**WHAT YOU HAVE TO DO**
Extract every line below, verbatim.

(Stored data entries)

┄┄┄┄┄┄

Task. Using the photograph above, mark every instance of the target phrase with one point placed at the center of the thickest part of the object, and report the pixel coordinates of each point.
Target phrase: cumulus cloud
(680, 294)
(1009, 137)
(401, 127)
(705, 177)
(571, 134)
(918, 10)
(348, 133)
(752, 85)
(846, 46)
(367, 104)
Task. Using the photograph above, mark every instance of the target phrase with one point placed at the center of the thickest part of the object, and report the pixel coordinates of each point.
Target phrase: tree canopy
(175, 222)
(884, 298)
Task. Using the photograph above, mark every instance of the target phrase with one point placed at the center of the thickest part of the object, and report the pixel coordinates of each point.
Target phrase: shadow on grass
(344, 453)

┄┄┄┄┄┄

**RESPONSE TO THE TASK**
Task. Using the photograph above, mark every instance of the target phrase with one point placed at the center of the thickest part of the object, and report the pixel coordinates of each point.
Target phrase: cumulus cloud
(680, 294)
(1009, 137)
(401, 127)
(705, 177)
(571, 134)
(918, 10)
(348, 133)
(752, 85)
(846, 46)
(367, 104)
Task. Using the photograph above, mark every instance of the target phrase with one point placed at the center of the thickest part of the object, and report the pixel coordinates of each point.
Target phrase: tree canopy
(175, 222)
(884, 298)
Task. Using the photograph above, mark every instance of the target phrase with one point placed at the center of the thickest part of the object, and report the pixel coordinates of each point.
Target phrase: shadow on grass
(344, 453)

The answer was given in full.